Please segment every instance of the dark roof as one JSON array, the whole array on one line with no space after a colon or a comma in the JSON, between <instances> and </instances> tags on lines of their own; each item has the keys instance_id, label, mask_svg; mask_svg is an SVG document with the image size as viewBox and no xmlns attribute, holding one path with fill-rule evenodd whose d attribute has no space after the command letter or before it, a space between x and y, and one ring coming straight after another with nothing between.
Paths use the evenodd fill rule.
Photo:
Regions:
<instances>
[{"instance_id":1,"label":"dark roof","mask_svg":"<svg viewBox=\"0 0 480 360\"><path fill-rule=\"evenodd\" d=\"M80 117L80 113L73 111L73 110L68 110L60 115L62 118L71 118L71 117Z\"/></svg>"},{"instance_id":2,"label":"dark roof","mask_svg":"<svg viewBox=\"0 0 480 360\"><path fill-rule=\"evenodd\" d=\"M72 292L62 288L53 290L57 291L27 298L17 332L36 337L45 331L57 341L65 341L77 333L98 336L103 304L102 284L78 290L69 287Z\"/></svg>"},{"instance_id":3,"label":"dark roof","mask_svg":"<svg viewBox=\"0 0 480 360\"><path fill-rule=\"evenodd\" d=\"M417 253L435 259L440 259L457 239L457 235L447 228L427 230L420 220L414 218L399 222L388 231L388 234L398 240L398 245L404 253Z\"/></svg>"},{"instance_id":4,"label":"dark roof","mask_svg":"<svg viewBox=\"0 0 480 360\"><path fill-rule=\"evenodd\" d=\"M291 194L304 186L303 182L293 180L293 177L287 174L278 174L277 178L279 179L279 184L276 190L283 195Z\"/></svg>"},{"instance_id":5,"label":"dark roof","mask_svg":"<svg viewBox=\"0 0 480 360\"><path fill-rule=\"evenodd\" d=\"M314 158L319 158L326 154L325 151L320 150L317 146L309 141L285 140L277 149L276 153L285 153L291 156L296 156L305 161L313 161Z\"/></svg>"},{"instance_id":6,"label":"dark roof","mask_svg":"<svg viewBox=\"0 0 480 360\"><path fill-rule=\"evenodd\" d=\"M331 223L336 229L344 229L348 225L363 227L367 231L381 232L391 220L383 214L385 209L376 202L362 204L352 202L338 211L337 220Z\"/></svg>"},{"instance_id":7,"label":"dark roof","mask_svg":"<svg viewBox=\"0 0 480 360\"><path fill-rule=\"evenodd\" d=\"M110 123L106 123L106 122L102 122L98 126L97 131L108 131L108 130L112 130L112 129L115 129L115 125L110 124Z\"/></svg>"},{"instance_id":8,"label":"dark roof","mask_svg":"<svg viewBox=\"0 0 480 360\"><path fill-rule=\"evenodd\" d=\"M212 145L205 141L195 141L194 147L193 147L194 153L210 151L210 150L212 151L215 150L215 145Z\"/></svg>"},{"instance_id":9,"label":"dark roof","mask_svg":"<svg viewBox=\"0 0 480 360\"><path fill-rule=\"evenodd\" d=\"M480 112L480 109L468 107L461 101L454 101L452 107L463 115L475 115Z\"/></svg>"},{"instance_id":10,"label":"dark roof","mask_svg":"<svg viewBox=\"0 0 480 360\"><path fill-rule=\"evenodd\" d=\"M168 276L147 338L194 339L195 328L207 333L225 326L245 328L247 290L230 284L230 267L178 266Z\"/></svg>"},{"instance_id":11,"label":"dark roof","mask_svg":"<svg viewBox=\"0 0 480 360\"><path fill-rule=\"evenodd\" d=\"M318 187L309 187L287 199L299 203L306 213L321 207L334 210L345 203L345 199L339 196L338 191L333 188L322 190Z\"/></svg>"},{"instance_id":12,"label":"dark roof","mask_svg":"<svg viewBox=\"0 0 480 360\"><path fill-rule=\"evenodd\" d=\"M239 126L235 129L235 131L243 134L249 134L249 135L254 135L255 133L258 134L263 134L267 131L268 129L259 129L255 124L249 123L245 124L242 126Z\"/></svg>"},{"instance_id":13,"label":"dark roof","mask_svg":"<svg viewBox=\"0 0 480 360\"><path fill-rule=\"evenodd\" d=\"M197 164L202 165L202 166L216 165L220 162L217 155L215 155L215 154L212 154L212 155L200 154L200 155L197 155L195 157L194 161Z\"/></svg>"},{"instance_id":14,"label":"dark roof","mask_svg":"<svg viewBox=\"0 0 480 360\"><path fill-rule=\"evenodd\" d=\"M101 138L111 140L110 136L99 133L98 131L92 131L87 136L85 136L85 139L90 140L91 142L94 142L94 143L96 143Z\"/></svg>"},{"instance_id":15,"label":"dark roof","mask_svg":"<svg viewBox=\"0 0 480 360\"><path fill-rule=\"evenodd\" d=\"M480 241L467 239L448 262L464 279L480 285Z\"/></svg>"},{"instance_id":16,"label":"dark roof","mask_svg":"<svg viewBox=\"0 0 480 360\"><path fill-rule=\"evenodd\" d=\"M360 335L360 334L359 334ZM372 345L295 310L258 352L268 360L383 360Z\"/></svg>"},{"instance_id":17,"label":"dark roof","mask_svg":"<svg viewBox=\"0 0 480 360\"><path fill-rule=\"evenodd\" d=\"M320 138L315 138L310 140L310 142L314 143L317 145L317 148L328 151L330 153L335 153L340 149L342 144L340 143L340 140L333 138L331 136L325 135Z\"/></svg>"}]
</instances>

= = = = =

**TASK INSTRUCTIONS**. All of the material should be set down exactly as it reads.

**FINISHED TASK**.
Please segment every instance of the dark roof as one JSON array, the whole array on one line with no space after a colon or a comma in the JSON, between <instances> and </instances> tags on lines of their own; each item has the keys instance_id, label, mask_svg; mask_svg is an SVG document with the image size as viewBox and no xmlns attribute, holding one path with fill-rule evenodd whose d attribute has no space after the command letter or before it, a space between x and y, and one ring coming straight after another with nothing between.
Paths use the evenodd fill rule.
Photo:
Regions:
<instances>
[{"instance_id":1,"label":"dark roof","mask_svg":"<svg viewBox=\"0 0 480 360\"><path fill-rule=\"evenodd\" d=\"M80 117L80 113L73 111L73 110L68 110L60 115L62 118L71 118L71 117Z\"/></svg>"},{"instance_id":2,"label":"dark roof","mask_svg":"<svg viewBox=\"0 0 480 360\"><path fill-rule=\"evenodd\" d=\"M72 292L62 288L53 290L57 291L27 298L17 332L36 337L45 331L57 341L65 341L77 333L98 336L103 304L102 284L78 290L69 287Z\"/></svg>"},{"instance_id":3,"label":"dark roof","mask_svg":"<svg viewBox=\"0 0 480 360\"><path fill-rule=\"evenodd\" d=\"M417 253L435 259L440 259L457 239L457 235L447 228L427 230L420 220L414 218L399 222L388 231L388 234L398 240L398 245L404 253Z\"/></svg>"},{"instance_id":4,"label":"dark roof","mask_svg":"<svg viewBox=\"0 0 480 360\"><path fill-rule=\"evenodd\" d=\"M291 194L304 186L303 182L293 180L293 177L287 174L278 174L277 178L279 179L279 184L276 190L283 195Z\"/></svg>"},{"instance_id":5,"label":"dark roof","mask_svg":"<svg viewBox=\"0 0 480 360\"><path fill-rule=\"evenodd\" d=\"M314 158L319 158L326 154L325 151L320 150L317 146L309 141L285 140L277 149L276 153L285 153L291 156L296 156L305 161L313 161Z\"/></svg>"},{"instance_id":6,"label":"dark roof","mask_svg":"<svg viewBox=\"0 0 480 360\"><path fill-rule=\"evenodd\" d=\"M331 223L336 229L344 229L348 225L363 227L367 231L381 232L391 220L383 214L385 209L376 202L362 204L352 202L338 211L337 220Z\"/></svg>"},{"instance_id":7,"label":"dark roof","mask_svg":"<svg viewBox=\"0 0 480 360\"><path fill-rule=\"evenodd\" d=\"M110 123L106 123L106 122L102 122L98 126L97 131L108 131L108 130L112 130L112 129L115 129L115 125L110 124Z\"/></svg>"},{"instance_id":8,"label":"dark roof","mask_svg":"<svg viewBox=\"0 0 480 360\"><path fill-rule=\"evenodd\" d=\"M212 145L205 141L195 141L194 147L193 147L194 153L210 151L210 150L212 151L215 150L215 145Z\"/></svg>"},{"instance_id":9,"label":"dark roof","mask_svg":"<svg viewBox=\"0 0 480 360\"><path fill-rule=\"evenodd\" d=\"M480 112L480 109L468 107L461 101L454 101L452 107L463 115L475 115Z\"/></svg>"},{"instance_id":10,"label":"dark roof","mask_svg":"<svg viewBox=\"0 0 480 360\"><path fill-rule=\"evenodd\" d=\"M168 276L147 338L194 339L195 328L207 333L225 326L245 328L247 290L230 284L230 267L178 266Z\"/></svg>"},{"instance_id":11,"label":"dark roof","mask_svg":"<svg viewBox=\"0 0 480 360\"><path fill-rule=\"evenodd\" d=\"M318 187L309 187L287 199L299 203L306 213L321 207L334 210L345 203L345 199L339 196L338 191L333 188L322 190Z\"/></svg>"},{"instance_id":12,"label":"dark roof","mask_svg":"<svg viewBox=\"0 0 480 360\"><path fill-rule=\"evenodd\" d=\"M239 126L235 129L235 131L243 134L249 134L249 135L254 135L255 133L258 134L263 134L267 131L268 129L259 129L255 124L249 123L245 124L242 126Z\"/></svg>"},{"instance_id":13,"label":"dark roof","mask_svg":"<svg viewBox=\"0 0 480 360\"><path fill-rule=\"evenodd\" d=\"M197 164L202 165L202 166L216 165L220 162L217 155L215 155L215 154L212 154L212 155L200 154L200 155L197 155L195 157L194 161Z\"/></svg>"},{"instance_id":14,"label":"dark roof","mask_svg":"<svg viewBox=\"0 0 480 360\"><path fill-rule=\"evenodd\" d=\"M101 138L111 140L110 136L99 133L98 131L92 131L87 136L85 136L85 139L90 140L91 142L94 142L94 143L96 143Z\"/></svg>"},{"instance_id":15,"label":"dark roof","mask_svg":"<svg viewBox=\"0 0 480 360\"><path fill-rule=\"evenodd\" d=\"M480 241L467 239L448 262L464 279L480 285Z\"/></svg>"},{"instance_id":16,"label":"dark roof","mask_svg":"<svg viewBox=\"0 0 480 360\"><path fill-rule=\"evenodd\" d=\"M360 335L360 334L359 334ZM372 345L295 310L258 352L268 360L383 360Z\"/></svg>"},{"instance_id":17,"label":"dark roof","mask_svg":"<svg viewBox=\"0 0 480 360\"><path fill-rule=\"evenodd\" d=\"M320 138L315 138L310 140L310 142L314 143L317 145L317 148L328 151L330 153L335 153L340 149L342 144L340 143L340 140L333 138L331 136L325 135Z\"/></svg>"}]
</instances>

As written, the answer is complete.